**Task item:** Each record that follows must be reproduced exactly.

**Supplied material:**

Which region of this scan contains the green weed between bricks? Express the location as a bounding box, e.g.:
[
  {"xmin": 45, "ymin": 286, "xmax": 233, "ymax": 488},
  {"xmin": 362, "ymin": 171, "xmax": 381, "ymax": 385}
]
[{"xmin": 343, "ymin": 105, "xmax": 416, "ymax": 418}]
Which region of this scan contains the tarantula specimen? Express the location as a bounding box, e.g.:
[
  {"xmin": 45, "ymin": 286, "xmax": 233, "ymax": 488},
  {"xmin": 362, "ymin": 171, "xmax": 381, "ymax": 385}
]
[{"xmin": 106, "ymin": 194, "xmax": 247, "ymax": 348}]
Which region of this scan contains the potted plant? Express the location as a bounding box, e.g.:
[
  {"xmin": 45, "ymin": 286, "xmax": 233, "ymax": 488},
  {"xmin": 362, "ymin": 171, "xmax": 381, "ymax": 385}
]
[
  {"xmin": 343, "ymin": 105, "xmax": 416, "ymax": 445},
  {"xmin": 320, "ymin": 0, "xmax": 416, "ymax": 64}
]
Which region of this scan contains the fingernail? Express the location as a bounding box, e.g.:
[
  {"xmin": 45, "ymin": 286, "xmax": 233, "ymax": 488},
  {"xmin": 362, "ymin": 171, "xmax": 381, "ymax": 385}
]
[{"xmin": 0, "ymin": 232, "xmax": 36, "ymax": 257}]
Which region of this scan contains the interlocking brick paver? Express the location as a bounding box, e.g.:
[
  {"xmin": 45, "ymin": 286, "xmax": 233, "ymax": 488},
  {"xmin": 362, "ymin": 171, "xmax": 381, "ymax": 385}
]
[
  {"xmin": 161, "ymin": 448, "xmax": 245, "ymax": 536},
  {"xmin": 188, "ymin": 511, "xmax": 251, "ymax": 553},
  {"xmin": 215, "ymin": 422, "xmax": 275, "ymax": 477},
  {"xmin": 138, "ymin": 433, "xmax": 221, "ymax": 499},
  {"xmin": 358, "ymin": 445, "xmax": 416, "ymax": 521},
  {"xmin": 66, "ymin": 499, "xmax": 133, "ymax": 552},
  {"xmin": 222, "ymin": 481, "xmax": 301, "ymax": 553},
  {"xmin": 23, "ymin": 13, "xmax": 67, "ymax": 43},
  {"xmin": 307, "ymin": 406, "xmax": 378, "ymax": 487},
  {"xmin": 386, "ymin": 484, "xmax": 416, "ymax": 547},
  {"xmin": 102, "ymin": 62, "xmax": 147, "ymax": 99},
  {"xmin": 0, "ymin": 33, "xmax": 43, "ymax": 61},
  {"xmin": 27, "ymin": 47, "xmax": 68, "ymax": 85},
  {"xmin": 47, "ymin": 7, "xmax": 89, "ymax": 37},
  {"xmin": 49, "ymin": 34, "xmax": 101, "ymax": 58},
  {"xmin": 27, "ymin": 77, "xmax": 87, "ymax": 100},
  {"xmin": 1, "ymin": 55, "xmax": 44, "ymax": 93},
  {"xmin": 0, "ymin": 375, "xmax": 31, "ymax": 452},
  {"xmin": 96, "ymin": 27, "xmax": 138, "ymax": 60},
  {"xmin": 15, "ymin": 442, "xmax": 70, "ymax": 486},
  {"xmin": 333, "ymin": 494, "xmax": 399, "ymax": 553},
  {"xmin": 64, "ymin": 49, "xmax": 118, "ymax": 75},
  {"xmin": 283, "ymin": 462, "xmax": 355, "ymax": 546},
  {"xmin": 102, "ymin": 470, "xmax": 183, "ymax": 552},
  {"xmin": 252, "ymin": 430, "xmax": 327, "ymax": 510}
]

**Answer to this task:**
Which region of this scan contains the green weed between bricks? Express the location as a bounding box, e.g.:
[
  {"xmin": 45, "ymin": 286, "xmax": 233, "ymax": 488},
  {"xmin": 362, "ymin": 171, "xmax": 381, "ymax": 385}
]
[{"xmin": 343, "ymin": 105, "xmax": 416, "ymax": 418}]
Which region of this scan contains the tarantula specimen? Express the location as a bounding box, e.g.:
[
  {"xmin": 45, "ymin": 286, "xmax": 233, "ymax": 488},
  {"xmin": 362, "ymin": 171, "xmax": 381, "ymax": 385}
]
[{"xmin": 106, "ymin": 194, "xmax": 247, "ymax": 348}]
Which region of this scan contains the potted plant? Express the location as a bounding box, e.g.:
[
  {"xmin": 45, "ymin": 286, "xmax": 233, "ymax": 488},
  {"xmin": 362, "ymin": 171, "xmax": 381, "ymax": 385}
]
[
  {"xmin": 343, "ymin": 105, "xmax": 416, "ymax": 445},
  {"xmin": 320, "ymin": 0, "xmax": 416, "ymax": 64}
]
Which region of this scan contains the fingernail? Express the location as a bounding box, e.g.:
[
  {"xmin": 45, "ymin": 286, "xmax": 233, "ymax": 488},
  {"xmin": 362, "ymin": 171, "xmax": 381, "ymax": 385}
]
[{"xmin": 0, "ymin": 232, "xmax": 36, "ymax": 257}]
Which region of this scan contains the interlocking brick paver? Express the location as a bounding box, e.g.:
[
  {"xmin": 45, "ymin": 286, "xmax": 233, "ymax": 488},
  {"xmin": 362, "ymin": 171, "xmax": 381, "ymax": 385}
]
[
  {"xmin": 161, "ymin": 448, "xmax": 245, "ymax": 536},
  {"xmin": 188, "ymin": 511, "xmax": 251, "ymax": 553},
  {"xmin": 215, "ymin": 422, "xmax": 275, "ymax": 477},
  {"xmin": 138, "ymin": 433, "xmax": 221, "ymax": 499},
  {"xmin": 358, "ymin": 445, "xmax": 416, "ymax": 521},
  {"xmin": 66, "ymin": 499, "xmax": 133, "ymax": 552},
  {"xmin": 222, "ymin": 481, "xmax": 301, "ymax": 553},
  {"xmin": 23, "ymin": 13, "xmax": 67, "ymax": 43},
  {"xmin": 307, "ymin": 406, "xmax": 378, "ymax": 487},
  {"xmin": 386, "ymin": 484, "xmax": 416, "ymax": 547},
  {"xmin": 102, "ymin": 62, "xmax": 147, "ymax": 99},
  {"xmin": 0, "ymin": 33, "xmax": 43, "ymax": 61},
  {"xmin": 27, "ymin": 47, "xmax": 68, "ymax": 85},
  {"xmin": 47, "ymin": 7, "xmax": 89, "ymax": 37},
  {"xmin": 49, "ymin": 34, "xmax": 101, "ymax": 58},
  {"xmin": 27, "ymin": 77, "xmax": 87, "ymax": 100},
  {"xmin": 1, "ymin": 55, "xmax": 44, "ymax": 93},
  {"xmin": 0, "ymin": 375, "xmax": 31, "ymax": 452},
  {"xmin": 96, "ymin": 27, "xmax": 138, "ymax": 60},
  {"xmin": 15, "ymin": 442, "xmax": 70, "ymax": 486},
  {"xmin": 333, "ymin": 494, "xmax": 399, "ymax": 553},
  {"xmin": 64, "ymin": 49, "xmax": 118, "ymax": 75},
  {"xmin": 283, "ymin": 462, "xmax": 355, "ymax": 546},
  {"xmin": 102, "ymin": 470, "xmax": 183, "ymax": 552},
  {"xmin": 252, "ymin": 430, "xmax": 327, "ymax": 510}
]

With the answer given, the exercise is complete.